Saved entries
----------
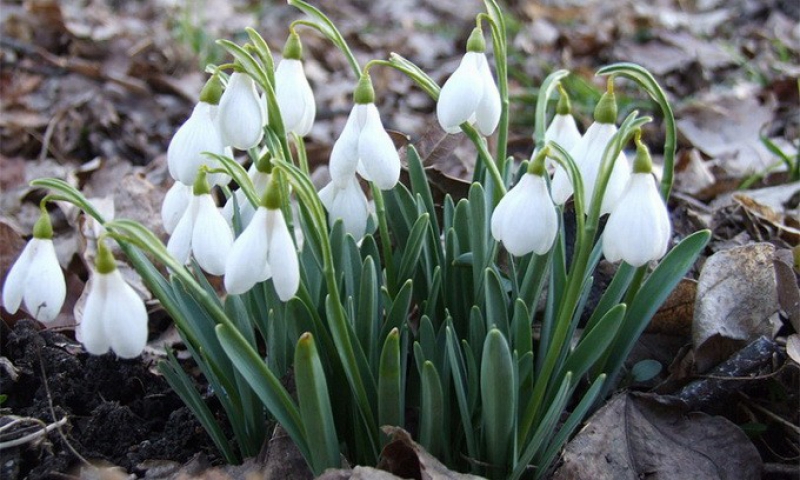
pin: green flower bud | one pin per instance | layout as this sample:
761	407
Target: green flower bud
476	42
212	91
536	167
364	92
264	162
564	106
104	262
643	162
201	185
272	197
606	109
43	228
293	49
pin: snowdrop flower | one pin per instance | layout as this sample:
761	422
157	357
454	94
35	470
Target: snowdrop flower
638	229
525	219
264	250
346	201
202	231
36	276
588	155
470	94
562	129
114	316
294	94
364	145
197	135
241	115
259	175
175	203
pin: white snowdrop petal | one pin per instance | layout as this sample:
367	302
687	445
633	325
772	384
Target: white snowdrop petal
14	286
211	236
460	94
616	183
175	203
295	97
244	266
125	318
92	329
377	153
45	287
282	258
197	135
180	242
638	229
240	113
344	155
487	113
349	204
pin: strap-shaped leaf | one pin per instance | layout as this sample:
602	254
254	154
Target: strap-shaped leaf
498	399
266	385
390	389
431	429
315	406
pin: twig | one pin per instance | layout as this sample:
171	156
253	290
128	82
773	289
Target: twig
33	436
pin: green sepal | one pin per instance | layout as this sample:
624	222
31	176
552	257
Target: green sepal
104	262
293	50
212	91
476	42
43	228
364	92
606	109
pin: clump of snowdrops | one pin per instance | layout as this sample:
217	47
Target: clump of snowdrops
407	307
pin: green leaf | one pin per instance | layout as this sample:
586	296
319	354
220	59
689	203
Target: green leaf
180	382
498	395
390	388
544	459
496	302
431	427
544	430
546	91
315	406
266	385
646	80
368	315
459	372
650	296
413	248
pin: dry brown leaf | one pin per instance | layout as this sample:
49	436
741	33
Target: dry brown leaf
793	347
634	437
725	126
736	302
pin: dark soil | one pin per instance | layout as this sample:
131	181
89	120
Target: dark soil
117	411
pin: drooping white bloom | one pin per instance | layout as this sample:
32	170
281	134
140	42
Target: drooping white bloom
638	229
246	209
346	201
202	231
264	250
364	146
197	135
588	154
295	97
470	95
525	220
175	203
114	317
240	115
36	278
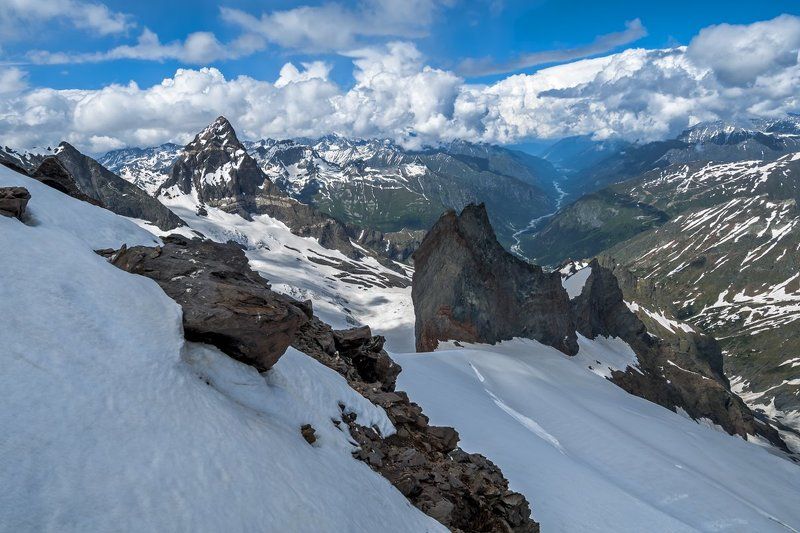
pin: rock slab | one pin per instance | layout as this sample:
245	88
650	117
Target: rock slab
225	303
14	201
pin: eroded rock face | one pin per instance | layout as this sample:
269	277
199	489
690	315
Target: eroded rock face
465	492
14	201
113	192
678	368
224	302
52	173
467	287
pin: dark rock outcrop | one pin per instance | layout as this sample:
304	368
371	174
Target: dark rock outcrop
677	368
113	192
224	302
465	492
52	173
467	287
228	305
216	165
14	201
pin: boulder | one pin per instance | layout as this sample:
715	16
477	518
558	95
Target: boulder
224	302
467	287
14	201
52	173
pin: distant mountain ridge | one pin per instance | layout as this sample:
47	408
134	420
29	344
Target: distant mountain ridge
719	243
377	184
598	163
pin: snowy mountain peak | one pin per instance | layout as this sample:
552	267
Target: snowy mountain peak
219	133
734	132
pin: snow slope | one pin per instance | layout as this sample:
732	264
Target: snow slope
111	422
591	457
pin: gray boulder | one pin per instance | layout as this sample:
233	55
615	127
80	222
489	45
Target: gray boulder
14	201
224	302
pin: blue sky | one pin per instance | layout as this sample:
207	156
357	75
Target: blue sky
500	29
106	74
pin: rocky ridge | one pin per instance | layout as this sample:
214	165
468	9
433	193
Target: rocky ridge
215	170
228	305
718	242
466	287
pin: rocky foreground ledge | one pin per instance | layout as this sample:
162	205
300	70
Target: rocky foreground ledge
226	304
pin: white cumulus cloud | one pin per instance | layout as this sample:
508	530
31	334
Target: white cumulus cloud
637	94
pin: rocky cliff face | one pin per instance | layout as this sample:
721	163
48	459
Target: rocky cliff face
228	305
217	168
678	366
113	192
378	184
467	287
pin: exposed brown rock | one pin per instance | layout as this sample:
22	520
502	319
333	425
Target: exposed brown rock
52	173
308	433
678	368
467	287
224	302
465	492
14	201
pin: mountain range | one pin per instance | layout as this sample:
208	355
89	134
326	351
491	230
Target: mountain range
379	185
647	360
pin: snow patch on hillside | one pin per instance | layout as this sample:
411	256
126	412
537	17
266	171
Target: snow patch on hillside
621	463
111	422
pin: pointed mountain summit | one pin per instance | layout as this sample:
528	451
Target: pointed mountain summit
215	170
218	169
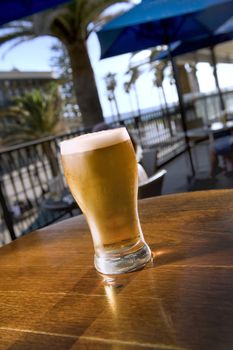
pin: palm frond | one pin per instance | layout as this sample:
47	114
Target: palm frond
4	38
92	12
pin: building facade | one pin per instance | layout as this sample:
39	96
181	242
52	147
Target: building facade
15	83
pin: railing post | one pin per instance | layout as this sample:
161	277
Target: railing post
7	215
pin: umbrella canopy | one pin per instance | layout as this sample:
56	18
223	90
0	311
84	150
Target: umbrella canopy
156	22
11	10
180	48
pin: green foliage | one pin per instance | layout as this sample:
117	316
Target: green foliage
32	116
72	24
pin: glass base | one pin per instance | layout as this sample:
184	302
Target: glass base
123	261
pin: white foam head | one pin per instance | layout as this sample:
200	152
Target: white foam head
95	140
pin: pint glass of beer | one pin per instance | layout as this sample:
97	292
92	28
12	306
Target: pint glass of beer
101	171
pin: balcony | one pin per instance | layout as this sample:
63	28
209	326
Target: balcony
30	171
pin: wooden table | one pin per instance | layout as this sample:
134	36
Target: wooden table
51	297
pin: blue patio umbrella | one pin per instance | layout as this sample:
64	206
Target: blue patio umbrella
156	22
11	10
183	47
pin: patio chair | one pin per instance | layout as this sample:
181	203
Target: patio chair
149	160
153	186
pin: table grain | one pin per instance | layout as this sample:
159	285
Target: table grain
51	297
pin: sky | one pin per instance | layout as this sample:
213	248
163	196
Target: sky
36	55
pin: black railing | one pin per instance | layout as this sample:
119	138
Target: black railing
28	172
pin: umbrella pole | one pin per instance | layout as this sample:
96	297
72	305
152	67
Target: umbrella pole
182	108
214	64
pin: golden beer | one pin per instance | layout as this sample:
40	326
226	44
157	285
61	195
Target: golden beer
101	171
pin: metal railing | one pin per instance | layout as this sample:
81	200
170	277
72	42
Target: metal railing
28	171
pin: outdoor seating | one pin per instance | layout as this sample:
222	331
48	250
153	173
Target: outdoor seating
153	186
149	160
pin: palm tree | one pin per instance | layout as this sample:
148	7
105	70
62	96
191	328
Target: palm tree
71	24
134	74
111	84
127	88
33	116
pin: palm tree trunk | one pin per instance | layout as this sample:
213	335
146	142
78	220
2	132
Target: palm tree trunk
84	84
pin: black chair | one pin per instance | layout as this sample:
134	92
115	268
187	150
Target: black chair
149	160
153	186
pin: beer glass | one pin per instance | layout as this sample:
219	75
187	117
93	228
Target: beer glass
101	171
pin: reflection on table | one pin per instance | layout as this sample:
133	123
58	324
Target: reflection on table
52	297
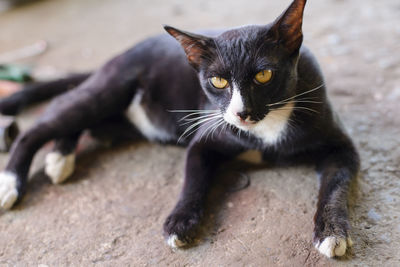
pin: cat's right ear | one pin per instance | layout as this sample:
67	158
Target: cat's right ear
286	29
197	47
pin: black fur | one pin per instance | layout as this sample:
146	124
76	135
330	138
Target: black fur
160	69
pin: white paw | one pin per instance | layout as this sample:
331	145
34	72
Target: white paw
174	242
8	189
333	246
59	167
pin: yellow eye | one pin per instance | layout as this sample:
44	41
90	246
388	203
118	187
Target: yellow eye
219	82
263	76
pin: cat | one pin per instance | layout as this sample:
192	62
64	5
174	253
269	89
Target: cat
220	94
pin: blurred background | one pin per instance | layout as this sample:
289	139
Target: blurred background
96	219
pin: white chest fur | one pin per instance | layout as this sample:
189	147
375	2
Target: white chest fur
138	117
272	128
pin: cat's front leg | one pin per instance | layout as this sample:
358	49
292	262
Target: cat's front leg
201	162
337	169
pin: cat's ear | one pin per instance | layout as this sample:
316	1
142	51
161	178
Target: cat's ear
197	47
286	29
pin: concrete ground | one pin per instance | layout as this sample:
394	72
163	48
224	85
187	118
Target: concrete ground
110	213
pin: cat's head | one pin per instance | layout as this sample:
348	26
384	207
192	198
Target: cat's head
246	70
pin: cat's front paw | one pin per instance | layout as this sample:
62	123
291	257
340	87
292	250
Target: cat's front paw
180	227
334	246
8	190
331	236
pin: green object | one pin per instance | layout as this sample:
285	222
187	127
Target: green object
15	73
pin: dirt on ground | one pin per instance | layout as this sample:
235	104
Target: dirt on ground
110	213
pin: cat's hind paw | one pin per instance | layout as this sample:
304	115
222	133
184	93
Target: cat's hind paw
59	167
333	246
8	190
174	242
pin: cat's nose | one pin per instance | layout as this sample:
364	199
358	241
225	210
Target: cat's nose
243	115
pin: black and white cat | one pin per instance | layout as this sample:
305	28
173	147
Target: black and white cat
253	87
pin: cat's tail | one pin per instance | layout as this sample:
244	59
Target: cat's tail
39	91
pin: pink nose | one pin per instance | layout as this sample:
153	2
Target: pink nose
242	115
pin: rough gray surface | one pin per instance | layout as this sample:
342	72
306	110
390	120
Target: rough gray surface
110	213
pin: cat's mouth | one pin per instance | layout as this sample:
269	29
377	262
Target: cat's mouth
237	121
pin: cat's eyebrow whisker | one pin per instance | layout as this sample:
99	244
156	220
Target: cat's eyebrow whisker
293	97
189	120
219	53
192	110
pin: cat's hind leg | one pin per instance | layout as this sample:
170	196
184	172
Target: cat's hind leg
60	163
13	179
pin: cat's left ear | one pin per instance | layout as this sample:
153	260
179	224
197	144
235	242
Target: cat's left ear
286	29
197	47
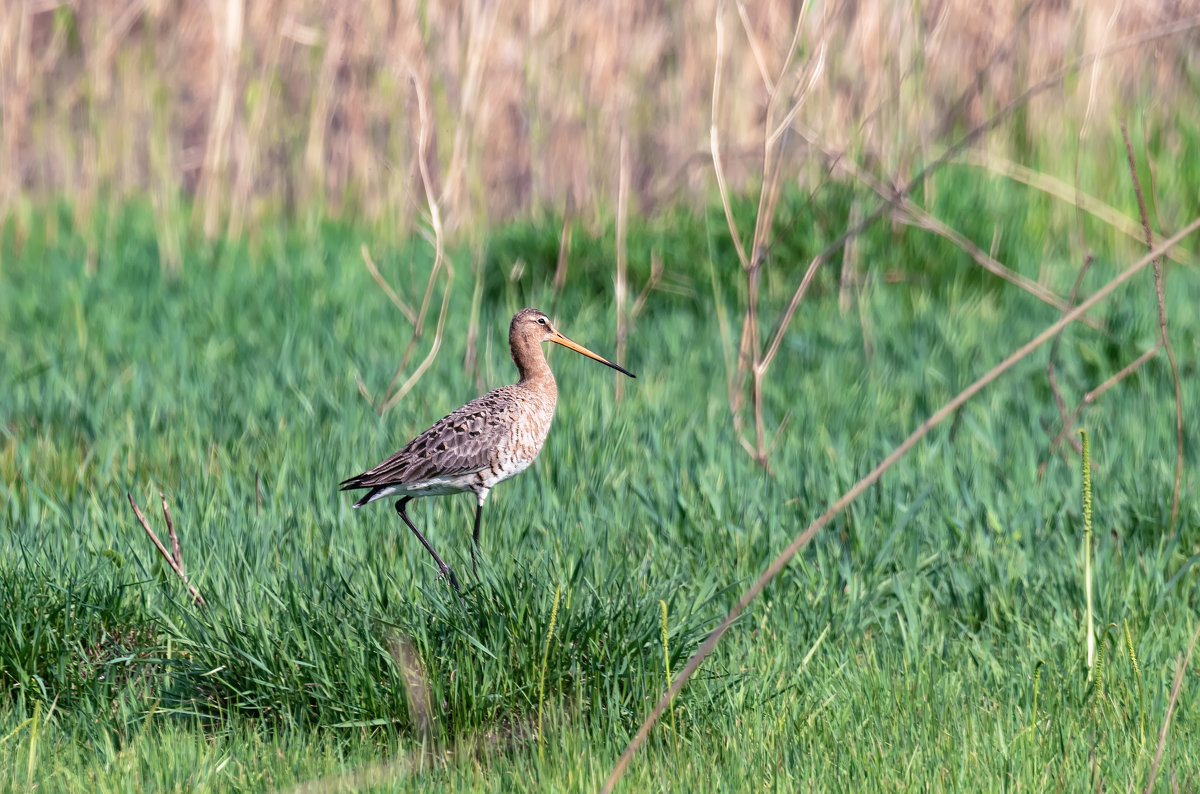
----------
### [Work item]
Lines starting at the one with "pin: cat's mouth" and ending at the last line of the entries above must be restated word for word, with pictures omitted.

### [Response area]
pin: cat's mouth | one pin per instance | layout as this sample:
269	29
377	262
Target: cat's mouth
237	121
pin: cat's eyebrow whisker | one pin per instance | layout as this sample:
99	244
156	220
Target: cat's eyebrow whisker
293	97
189	120
219	53
192	110
pin: cat's hind leg | one pin per instance | layout as this sample:
170	196
184	172
Target: cat's hind leg
60	163
13	179
pin: cat's left ear | one pin per instance | layout as this sample:
153	260
179	224
197	144
235	242
Target: cat's left ear
286	29
197	47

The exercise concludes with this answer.